Thus, for AS01 and AS03, the contributions from the innate/IFN-related responses to the correlation with the comprehensive set of the antibody response features were stable across the different phases of the mature antibody response.

Early innate responses predict both the persistent and the post-booster antibody response

The results thus far underscored the relevance of the D31/D30 innate data for the association with the antibody response, aligned with the strictly transcriptional-based analyses (27). We then aimed to identify the antibody features at the peak, persistence, and post-challenge timepoints that could be predicted by the innate data at these timepoints, considering not only BTMs, but also the CRP or cytokine protein data. Linear and non-linear models, which considered the collective data from participants across all five adjuvant groups, were used to predict each antibody response feature on the three timepoints. The models also allowed us to rank the abovementioned innate immune variables that were found to be predictive of each antibody feature on each of these timepoints (see Supplementary Table 12 for detailed modeling results and feature ranking).

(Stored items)
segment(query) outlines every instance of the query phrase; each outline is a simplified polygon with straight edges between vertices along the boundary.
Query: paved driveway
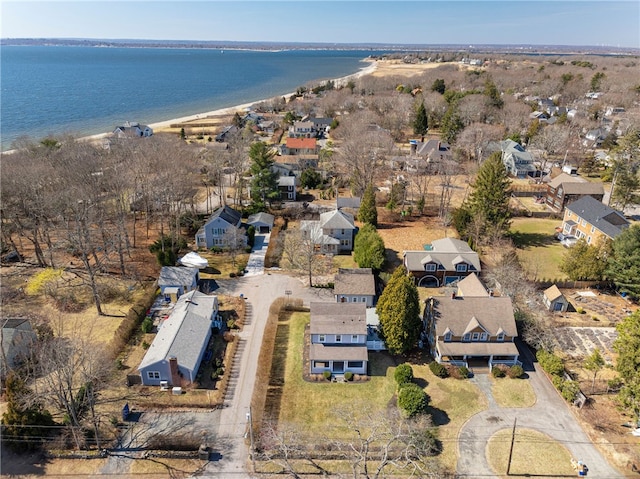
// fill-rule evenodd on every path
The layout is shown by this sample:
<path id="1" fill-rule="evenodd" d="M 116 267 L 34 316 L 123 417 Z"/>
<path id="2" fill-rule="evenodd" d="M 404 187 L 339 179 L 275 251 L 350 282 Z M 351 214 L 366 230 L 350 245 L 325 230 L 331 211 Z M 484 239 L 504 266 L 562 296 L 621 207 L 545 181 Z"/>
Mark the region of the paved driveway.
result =
<path id="1" fill-rule="evenodd" d="M 469 419 L 458 437 L 458 477 L 496 477 L 486 457 L 487 442 L 496 432 L 511 429 L 514 419 L 518 428 L 542 432 L 565 446 L 576 459 L 589 468 L 589 477 L 613 479 L 623 477 L 602 457 L 573 416 L 570 406 L 533 363 L 532 353 L 521 347 L 528 381 L 537 396 L 531 408 L 502 408 L 493 400 L 490 379 L 486 375 L 472 378 L 487 396 L 489 408 Z M 544 458 L 540 458 L 544 460 Z"/>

### Check your understanding
- a) In the excerpt on innate and antibody responses, what kinds of models were used to predict each antibody response feature?
- b) Rewrite the part of the excerpt on innate and antibody responses between "Thus, for AS01" and "mature antibody response.", inclusive, with "stable" changed to "consistent".

### Your written answers
- a) Linear and non-linear models.

- b)
Thus, for AS01 and AS03, the contributions from the innate/IFN-related responses to the correlation with the comprehensive set of the antibody response features were consistent across the different phases of the mature antibody response.